• **Text passage**
※
Back From the Block—Or Not?

Some schools abandon their block scheduling, though others swear by its impact by LINDA CHION KENNEY

Among the critics was Melvin Powell, now the district’s superintendent, who put his disfavor bluntly, saying: “I was opposed to it before I got here in this position, and after I got here, it took us a year to get rid of it.”

It’s not that Powell summarily dismisses what has become one of the hotter reforms in public schools. “If you were a rich system and had plenty of money so that you could do something with the eight classes, yes, it would be wonderful,” Powell says. “But we don’t have the money to do that.”

Indeed, how his district of 12 schools and 4,700 students found itself back from the block adds to the debate over a reform that has had a meteoric rise in a system more typically defined by slow and deliberate change, if not resistance.

Consider the observation of R. Brian Cobb, professor of education at Colorado State University, who through the university’s Research and Development Center for the Advancement of Learning has been studying block scheduling for years. In addition to a major literature review on the subject for the U.S. Department of Education, which was to be completed this fall, Cobb and his colleagues earlier this summer were working on a major study for the National Science Foundation.

“I was astounded at how broadly and quickly this rather major and comprehensive structural reform to a whole school has been adopted across the country without anyone, first of all, being forced to do it and secondly without having a lot of solid outcome evidence underlying it,” says Cobb, in explaining his initial interest in and enduring commitment to the study of block scheduling.
※
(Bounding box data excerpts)
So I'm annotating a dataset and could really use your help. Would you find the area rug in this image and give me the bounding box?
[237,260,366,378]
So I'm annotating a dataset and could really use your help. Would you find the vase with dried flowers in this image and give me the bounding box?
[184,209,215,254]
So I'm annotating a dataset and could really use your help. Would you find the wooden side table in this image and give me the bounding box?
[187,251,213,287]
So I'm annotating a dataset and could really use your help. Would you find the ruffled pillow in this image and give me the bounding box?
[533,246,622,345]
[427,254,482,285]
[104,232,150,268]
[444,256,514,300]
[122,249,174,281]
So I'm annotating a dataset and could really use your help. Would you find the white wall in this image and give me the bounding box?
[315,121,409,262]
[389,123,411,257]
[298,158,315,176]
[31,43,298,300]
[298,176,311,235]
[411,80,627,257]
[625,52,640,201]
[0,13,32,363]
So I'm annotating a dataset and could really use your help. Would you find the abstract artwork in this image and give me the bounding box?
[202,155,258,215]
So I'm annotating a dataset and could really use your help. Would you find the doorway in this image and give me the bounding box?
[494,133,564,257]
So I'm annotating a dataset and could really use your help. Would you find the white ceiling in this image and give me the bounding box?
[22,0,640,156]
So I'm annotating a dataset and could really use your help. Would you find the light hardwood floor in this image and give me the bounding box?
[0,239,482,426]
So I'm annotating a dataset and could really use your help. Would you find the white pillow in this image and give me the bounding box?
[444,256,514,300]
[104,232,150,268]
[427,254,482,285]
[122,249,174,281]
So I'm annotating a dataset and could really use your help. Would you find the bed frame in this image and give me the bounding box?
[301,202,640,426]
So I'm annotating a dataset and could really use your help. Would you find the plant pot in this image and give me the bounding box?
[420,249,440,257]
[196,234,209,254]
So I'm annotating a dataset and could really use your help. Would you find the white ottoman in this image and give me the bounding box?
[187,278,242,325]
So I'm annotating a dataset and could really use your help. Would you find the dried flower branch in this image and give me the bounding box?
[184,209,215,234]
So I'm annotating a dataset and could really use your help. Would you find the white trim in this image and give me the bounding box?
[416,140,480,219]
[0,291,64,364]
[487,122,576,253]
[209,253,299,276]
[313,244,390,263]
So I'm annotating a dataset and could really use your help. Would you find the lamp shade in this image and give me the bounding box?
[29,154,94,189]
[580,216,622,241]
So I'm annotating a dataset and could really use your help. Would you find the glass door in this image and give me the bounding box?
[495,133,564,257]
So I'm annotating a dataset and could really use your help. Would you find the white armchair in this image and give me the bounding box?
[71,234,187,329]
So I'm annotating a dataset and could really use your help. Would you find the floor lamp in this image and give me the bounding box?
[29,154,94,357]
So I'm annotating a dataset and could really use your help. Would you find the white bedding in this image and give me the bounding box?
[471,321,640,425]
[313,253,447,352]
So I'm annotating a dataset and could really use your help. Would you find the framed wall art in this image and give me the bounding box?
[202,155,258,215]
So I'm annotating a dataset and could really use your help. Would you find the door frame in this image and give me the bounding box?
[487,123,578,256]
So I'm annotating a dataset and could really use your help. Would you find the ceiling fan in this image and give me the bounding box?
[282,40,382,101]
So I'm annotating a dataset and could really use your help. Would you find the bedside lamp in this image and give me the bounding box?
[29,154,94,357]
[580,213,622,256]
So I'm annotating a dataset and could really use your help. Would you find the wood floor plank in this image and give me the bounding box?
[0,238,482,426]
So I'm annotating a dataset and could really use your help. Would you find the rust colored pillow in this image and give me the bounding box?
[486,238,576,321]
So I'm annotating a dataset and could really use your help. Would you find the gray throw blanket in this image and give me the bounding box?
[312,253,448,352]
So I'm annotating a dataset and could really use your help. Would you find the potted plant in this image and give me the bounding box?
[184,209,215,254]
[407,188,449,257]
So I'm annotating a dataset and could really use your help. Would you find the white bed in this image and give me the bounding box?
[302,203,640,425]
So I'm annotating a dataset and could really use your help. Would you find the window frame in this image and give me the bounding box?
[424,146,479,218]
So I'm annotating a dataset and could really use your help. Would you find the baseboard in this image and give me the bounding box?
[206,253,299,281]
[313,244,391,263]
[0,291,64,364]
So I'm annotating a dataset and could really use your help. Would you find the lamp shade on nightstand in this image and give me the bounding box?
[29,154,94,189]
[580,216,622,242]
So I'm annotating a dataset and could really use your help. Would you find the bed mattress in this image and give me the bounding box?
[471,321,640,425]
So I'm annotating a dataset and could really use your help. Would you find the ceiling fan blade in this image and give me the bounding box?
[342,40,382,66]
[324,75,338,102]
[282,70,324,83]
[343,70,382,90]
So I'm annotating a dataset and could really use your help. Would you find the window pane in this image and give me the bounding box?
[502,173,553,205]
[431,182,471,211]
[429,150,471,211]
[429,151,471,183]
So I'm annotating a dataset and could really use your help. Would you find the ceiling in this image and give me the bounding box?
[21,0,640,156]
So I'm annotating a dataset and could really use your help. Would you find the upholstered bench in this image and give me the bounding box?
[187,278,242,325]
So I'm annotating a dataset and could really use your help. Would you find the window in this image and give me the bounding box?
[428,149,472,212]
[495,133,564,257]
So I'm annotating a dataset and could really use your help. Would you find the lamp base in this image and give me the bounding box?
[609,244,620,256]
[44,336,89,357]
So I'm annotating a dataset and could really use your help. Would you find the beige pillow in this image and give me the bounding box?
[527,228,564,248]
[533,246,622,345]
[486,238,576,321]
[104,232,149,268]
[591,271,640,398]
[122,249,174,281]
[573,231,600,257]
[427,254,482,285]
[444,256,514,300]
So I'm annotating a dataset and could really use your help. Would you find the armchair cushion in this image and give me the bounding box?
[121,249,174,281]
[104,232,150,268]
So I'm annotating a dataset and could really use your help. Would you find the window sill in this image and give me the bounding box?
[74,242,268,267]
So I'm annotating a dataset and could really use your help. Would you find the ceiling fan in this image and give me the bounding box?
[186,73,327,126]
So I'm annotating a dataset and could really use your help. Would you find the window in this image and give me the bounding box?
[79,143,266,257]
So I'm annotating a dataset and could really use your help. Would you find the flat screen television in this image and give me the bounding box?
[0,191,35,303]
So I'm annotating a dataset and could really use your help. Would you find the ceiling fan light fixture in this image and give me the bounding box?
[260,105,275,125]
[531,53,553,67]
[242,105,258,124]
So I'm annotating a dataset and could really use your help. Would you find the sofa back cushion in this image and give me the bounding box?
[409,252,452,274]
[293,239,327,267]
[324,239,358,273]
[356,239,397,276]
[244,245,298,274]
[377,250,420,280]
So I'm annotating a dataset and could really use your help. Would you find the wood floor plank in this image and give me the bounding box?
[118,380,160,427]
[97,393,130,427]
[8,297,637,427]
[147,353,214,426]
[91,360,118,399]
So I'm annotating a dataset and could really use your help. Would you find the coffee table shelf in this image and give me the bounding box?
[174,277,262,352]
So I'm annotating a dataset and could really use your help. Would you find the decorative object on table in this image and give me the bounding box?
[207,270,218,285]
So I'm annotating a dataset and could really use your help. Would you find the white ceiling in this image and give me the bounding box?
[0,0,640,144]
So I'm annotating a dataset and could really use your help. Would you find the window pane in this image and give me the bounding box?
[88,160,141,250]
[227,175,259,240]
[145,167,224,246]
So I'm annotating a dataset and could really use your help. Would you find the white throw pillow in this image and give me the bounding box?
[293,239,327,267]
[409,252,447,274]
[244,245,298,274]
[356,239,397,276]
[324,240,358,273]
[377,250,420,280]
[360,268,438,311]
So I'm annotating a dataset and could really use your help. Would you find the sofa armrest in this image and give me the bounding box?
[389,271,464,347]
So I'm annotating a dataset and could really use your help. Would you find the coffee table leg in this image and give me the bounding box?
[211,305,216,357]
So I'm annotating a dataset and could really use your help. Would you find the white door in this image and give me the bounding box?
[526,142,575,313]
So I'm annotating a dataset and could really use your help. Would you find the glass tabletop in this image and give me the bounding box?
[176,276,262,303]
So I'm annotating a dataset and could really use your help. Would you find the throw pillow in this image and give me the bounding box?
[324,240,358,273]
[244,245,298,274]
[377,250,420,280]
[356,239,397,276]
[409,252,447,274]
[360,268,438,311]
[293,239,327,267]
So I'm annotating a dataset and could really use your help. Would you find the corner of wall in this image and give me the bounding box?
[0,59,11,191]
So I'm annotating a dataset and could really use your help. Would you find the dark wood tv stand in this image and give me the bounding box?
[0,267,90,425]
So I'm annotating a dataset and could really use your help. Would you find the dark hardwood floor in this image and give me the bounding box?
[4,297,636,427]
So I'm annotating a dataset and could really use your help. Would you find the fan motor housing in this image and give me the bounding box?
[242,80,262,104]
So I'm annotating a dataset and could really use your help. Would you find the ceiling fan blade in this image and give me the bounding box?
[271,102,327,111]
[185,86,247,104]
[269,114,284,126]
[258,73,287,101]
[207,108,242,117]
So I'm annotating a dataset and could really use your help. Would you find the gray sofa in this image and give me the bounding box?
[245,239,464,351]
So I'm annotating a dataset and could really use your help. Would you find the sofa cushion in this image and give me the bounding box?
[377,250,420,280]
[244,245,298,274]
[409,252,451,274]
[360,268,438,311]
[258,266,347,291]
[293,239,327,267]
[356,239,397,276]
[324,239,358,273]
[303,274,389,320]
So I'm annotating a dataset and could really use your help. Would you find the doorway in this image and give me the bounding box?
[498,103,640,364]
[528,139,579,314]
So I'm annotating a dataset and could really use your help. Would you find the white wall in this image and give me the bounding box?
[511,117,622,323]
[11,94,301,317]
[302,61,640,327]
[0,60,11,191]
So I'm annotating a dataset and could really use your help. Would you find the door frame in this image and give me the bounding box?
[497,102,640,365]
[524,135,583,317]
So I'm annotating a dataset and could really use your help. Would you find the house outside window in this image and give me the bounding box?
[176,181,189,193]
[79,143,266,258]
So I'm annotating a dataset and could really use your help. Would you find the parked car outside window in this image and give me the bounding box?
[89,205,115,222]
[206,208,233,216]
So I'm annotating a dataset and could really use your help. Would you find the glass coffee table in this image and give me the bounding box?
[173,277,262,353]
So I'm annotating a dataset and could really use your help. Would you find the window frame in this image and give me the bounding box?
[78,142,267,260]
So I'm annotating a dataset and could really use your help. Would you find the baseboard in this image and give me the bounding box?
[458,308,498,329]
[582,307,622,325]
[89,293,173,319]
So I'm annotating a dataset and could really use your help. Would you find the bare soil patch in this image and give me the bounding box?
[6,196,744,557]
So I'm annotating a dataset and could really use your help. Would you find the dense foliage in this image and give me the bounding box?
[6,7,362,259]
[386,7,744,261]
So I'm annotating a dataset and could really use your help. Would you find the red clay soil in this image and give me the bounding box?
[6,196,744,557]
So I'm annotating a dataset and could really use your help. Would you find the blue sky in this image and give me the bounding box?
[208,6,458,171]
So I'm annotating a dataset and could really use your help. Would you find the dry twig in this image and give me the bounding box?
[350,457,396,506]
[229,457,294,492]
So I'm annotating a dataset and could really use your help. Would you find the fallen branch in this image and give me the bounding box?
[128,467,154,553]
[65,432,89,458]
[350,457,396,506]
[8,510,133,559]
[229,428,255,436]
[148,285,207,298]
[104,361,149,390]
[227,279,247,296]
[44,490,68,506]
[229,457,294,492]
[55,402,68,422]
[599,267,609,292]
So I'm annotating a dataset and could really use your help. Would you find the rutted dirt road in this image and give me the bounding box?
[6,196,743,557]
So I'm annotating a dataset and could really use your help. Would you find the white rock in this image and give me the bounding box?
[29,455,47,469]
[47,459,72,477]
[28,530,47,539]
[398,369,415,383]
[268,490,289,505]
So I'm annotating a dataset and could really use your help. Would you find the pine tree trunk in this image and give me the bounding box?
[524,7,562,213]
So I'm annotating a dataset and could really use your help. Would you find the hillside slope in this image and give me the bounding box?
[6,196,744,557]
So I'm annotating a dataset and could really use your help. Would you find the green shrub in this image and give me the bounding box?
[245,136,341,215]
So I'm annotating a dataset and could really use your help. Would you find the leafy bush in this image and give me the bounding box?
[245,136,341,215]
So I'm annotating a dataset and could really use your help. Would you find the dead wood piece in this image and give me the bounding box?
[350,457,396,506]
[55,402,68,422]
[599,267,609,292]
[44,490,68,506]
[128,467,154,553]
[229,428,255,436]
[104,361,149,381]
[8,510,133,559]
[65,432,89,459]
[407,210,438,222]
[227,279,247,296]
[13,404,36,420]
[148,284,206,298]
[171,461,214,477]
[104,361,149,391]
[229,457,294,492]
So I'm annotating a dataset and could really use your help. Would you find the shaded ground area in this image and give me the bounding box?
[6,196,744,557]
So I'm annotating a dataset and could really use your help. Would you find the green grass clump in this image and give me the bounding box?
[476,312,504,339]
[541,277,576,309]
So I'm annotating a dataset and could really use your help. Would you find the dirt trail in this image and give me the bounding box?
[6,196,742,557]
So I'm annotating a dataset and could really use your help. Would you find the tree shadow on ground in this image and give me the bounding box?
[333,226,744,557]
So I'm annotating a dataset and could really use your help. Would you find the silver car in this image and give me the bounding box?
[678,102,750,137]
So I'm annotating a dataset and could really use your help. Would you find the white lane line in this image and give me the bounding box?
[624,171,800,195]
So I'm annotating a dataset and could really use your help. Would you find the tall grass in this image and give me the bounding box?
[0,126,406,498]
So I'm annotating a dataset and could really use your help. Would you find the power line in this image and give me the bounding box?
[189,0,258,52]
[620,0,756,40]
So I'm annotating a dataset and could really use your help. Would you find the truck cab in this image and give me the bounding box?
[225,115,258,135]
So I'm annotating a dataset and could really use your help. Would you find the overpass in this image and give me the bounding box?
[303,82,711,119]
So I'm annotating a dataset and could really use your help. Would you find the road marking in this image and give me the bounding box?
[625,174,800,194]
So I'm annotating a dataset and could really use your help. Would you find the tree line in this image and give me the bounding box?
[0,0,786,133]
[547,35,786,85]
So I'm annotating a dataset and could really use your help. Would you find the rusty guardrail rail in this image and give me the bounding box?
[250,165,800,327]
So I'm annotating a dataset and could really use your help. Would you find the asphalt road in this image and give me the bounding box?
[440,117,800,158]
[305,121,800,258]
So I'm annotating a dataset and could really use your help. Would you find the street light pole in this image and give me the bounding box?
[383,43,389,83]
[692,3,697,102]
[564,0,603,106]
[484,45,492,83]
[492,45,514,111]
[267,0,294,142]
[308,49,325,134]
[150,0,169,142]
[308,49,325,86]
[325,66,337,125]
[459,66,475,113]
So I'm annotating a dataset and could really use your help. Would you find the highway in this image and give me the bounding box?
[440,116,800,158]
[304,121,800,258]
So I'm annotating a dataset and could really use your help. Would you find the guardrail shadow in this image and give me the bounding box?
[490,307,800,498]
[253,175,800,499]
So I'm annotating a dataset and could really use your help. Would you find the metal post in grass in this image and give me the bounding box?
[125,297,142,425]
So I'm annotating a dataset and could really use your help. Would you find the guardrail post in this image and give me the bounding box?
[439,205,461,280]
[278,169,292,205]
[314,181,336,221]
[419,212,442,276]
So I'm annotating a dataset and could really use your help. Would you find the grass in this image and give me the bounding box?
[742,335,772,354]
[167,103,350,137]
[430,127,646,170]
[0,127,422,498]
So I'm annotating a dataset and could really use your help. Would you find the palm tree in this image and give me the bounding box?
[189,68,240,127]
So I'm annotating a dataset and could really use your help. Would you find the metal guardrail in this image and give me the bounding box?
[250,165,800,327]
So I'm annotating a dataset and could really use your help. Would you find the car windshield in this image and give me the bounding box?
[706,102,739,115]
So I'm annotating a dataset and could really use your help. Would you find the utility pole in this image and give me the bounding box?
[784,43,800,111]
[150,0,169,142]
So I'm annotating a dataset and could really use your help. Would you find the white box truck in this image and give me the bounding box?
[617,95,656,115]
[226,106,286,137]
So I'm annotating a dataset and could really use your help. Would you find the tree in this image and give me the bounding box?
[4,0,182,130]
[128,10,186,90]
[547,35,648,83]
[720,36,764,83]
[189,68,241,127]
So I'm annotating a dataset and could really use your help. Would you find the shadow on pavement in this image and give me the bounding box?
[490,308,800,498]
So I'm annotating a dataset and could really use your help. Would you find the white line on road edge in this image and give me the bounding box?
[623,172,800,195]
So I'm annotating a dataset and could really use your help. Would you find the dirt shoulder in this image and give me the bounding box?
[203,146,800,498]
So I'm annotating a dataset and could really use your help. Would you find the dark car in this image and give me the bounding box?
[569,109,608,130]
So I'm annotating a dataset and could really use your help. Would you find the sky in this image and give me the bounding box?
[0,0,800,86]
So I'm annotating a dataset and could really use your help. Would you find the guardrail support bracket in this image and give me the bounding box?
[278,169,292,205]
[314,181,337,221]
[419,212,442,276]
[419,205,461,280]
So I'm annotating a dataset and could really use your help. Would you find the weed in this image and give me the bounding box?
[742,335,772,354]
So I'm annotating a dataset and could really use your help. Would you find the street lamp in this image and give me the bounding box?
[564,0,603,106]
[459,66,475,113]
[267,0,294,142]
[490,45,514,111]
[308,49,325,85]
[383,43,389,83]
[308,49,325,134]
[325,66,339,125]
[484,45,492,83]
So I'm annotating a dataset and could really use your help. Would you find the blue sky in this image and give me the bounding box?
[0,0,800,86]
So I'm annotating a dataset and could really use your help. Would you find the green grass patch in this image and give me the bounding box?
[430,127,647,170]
※
• **Written task 1**
Write out the passage of the block scheduling article starting at "Indeed, how his" and ending at "if not resistance.".
• **Written task 2**
Shift the bounding box rows starting at the line that contains "the lamp base" and ending at the line that contains "[186,73,327,126]" by adding 76 to every box coordinate. Reproduce only those lines, requests included.

• **Correct answer 1**
Indeed, how his district of 12 schools and 4,700 students found itself back from the block adds to the debate over a reform that has had a meteoric rise in a system more typically defined by slow and deliberate change, if not resistance.

• **Correct answer 2**
So I'm annotating a dataset and could really use your help. Would you find the lamp base in this image and give me the bounding box?
[685,320,696,332]
[120,412,165,433]
So I'm annotating a dataset and could really use your help. Would you find the beige pillow in this image and give me the bounding box?
[603,304,640,324]
[609,322,698,421]
[562,314,652,397]
[180,308,225,344]
[667,347,716,474]
[198,325,250,357]
[649,307,676,333]
[503,330,558,361]
[520,332,590,376]
So I'm annotating a dataset and could really use your help. Would you find the armchair cushion in this image and give me the bounding box?
[197,325,250,357]
[180,308,226,344]
So I'm annotating a dataset and could really use your help. Would you find the window sill in this image and give me the bounding box?
[150,318,344,343]
So I'm annotating a dataset and could really use your help. Would you find the ceiling fan in this image and give me the bounding box?
[262,149,403,202]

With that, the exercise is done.